Text block:
****

Luxon's statement is hardly a vote of confidence in Orr.
But it follows what in reality has been a lengthy insurgency in Wellington.
Central bank purists have been making it pretty clear via resignations, sotto voce comments and leaks to news media — and some open broadsides — that they have difficulty squaring Orr's all-encompassing leadership of the Reserve Bank with its prime role of setting monetary policy.
In effect, they believe Orr should have kept the Reserve Bank in its lane rather than expanding its remit by embracing te ao Māori (the Māori world view), climate change issues and financial inclusion.
So it's no surprise that when the report co-authored by New Zealand Initiative senior fellow Bryce Wilkinson and former Reserve Bank governor Graeme Wheeler — titled How central bank mistakes after 2019 led to inflation — landed, news media quickly read it as an attack on the bank and on Orr himself.
As the NZ Initiative's executive director Oliver Hartwich later explained, their paper's main focus was "not even on the Reserve Bank but on the actions of the US Federal Reserve, the European Central Bank and the Bank of England. Though domestic media coverage may have suggested the primary target was the Reserve Bank, it was not."
But insiders — and political journalists — know well that depersonalisation is sometimes used to mask what are in fact highly personal attacks. So it is somewhat surprising that a well-versed pro like Hartwich did not foresee this.
Certainly, Orr read it that way himself when he responded through a press statement to say "as governor of the Reserve Bank and chair of the monetary policy committee, I acknowledge that consumer price inflation is at 7.3 per cent, above the remit target range of 1-3 per cent".

****

Explore the material:
a) Using the Reserve Bank commentary, answer these:
(i) Who co-authored the report How central bank mistakes after 2019 led to inflation?
(ii) Who is the executive director of the NZ Initiative?
(iii) What consumer price inflation rate did Orr acknowledge in his press statement?
b) Please reproduce the part of the Reserve Bank commentary that opens with the words containing "In effect, they" and closes with "on Orr himself.".

****

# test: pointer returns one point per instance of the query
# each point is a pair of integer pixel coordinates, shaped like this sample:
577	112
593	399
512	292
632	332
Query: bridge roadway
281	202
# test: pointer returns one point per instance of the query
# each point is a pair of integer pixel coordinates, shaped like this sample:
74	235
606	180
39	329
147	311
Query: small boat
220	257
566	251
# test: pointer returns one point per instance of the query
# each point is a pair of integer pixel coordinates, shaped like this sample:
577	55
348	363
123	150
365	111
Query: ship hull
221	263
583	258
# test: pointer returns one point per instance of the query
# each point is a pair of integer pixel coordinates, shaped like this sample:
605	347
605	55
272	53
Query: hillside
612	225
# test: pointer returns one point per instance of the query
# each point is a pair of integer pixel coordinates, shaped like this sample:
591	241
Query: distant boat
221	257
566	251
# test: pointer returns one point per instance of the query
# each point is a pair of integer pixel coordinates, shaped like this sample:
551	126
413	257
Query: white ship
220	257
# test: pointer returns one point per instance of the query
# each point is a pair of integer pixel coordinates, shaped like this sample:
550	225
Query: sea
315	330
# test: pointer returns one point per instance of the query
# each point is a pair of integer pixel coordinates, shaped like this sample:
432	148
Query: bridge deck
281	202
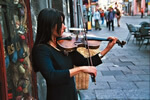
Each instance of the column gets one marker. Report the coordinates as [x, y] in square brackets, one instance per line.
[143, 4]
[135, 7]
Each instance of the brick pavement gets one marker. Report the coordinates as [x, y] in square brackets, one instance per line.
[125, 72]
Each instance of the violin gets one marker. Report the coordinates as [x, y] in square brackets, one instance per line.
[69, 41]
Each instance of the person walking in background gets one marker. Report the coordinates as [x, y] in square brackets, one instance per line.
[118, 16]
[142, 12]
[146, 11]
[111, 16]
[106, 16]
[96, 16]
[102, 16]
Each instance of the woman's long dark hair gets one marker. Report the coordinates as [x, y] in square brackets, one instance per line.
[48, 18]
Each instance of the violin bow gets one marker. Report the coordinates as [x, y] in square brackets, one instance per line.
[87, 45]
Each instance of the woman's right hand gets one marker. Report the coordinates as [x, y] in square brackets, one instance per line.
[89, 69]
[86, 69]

****

Solutions:
a)
(i) Bryce Wilkinson and Graeme Wheeler
(ii) Oliver Hartwich
(iii) 7.3 per cent

b)
In effect, they believe Orr should have kept the Reserve Bank in its lane rather than expanding its remit by embracing te ao Māori (the Māori world view), climate change issues and financial inclusion.
So it's no surprise that when the report co-authored by New Zealand Initiative senior fellow Bryce Wilkinson and former Reserve Bank governor Graeme Wheeler — titled How central bank mistakes after 2019 led to inflation — landed, news media quickly read it as an attack on the bank and on Orr himself.